▸ **Metin bölümü**:
+++++
CHP Genel Başkanı Özgür Özel, Ankara Büyükşehir Belediyesi ve Keçiören Belediyesi iş birliğinde düzenlenen ‘Taha Akgül Karakucak Güreşleri’ öncesi gazetecilerin sorularını yanıtladı. Özel, Türkiye’nin Fransa’da düzenlenen olimpiyat oyunlarında altın madalya kazanamadığını belirterek, “Sayın Mansur Başkanımızla birlikte kararlaştırdığımız üzere, CHP’li belediyelerin, Sosyal Demokrat Belediyeler Eşgüdüm Konseyi’ndeki ana gündem maddelerinden bir tanesi, ‘Olimpik başarının artırılması için CHP’li belediyelere ne düşüyor?’ bunu konuşmaktı. O gün bir dizi karar alındı. Bundan sonra göreceksiniz. Ama Türkiye’nin 1940’larda 8-9 altın aldığı olimpiyatlardan 80 yıl sonra altınsız dönüyorsak, bu başta karakucak güreşlerine yeterince önem verilmemesindendir. Ata sporumuzda mindere sporcu yetiştirmeye, karakucak güreşlerine yani yağsız güreşlere, yağlı güreşlere verdiğimiz kadar önem vermeye, burada sporcuların yetişmesine katkı sağlamaya çalışacağız. Bunun en erken örneği, zaten hazırlıkları vardı, Mesut ve Mansur Başkanın ev sahipliğinde bugün buradayız” diye konuştu.
+++++
▸ **Ham veriler**:
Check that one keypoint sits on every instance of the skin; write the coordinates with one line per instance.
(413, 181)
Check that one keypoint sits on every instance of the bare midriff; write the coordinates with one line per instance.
+++++
▸ **Verilen görev 1**: Olimpiyat ve karakucak güreşleri üzerine olan haber metnini iki cümleyle özetleyin.
▸ **Verilen görev 2**: Olimpiyat ve karakucak güreşleri üzerine olan haber metninin devamını yazın.

▸ **Alıştırma sonucu 1**: CHP Genel Başkanı Özgür Özel, Ankara Büyükşehir Belediyesi ile Keçiören Belediyesi'nin iş birliğiyle düzenlenen Taha Akgül Karakucak Güreşleri öncesinde gazetecilerin sorularını yanıtladı. Özel, Türkiye'nin Fransa'daki olimpiyatlardan altın madalyasız dönmesini başta karakucak güreşlerine yeterince önem verilmemesine bağladı ve CHP'li belediyelerin bu sporda sporcu yetişmesine katkı sağlamaya çalışacağını söyledi.

▸ **Alıştırma sonucu 2**:
‘HABER ALINIR ALINMAZ MÜHÜRLENDİ’
Cumhurbaşkanı Recep Tayyip Erdoğan’ın İstanbul Boğazı’nda Adnan Oktar’a ait olduğu ortaya çıkan kaçak villa üzerinden İstanbul Büyükşehir Belediyesi’ne tepki göstermesini değerlendiren Özel, “Ortada söylenebilecek bir şey var, o da geçen gün ortaya çıkan Adnan Oktar’ın kaçak villası değil, onların döneminde yapılmış olan villasına verilen tadilat ruhsatının istismarı. Haber alınır alınmaz da mühürlendi zaten. Bula bula koca İstanbul’da kusur, diye bunu bulup bize söylüyorsa gerçekten söyleyecek söz yok. Ama ona, Sayın Cumhurbaşkanına en sevdiği işareti yapacağım. (Rabia işareti). O İstanbul Büyükşehir Belediye Başkanı olduğunda 4 gökdelen vardı, İstanbul’da. Bugün 265 gökdelen var. İstanbul’un bağrına 261 hançeri saplayan, oradaki tadilat için ruhsat alıp alelacele yanlış işler yapan, fark edildiğinde mühürlenen bir evi bize hesap olarak soramaz” ifadelerini kullandı.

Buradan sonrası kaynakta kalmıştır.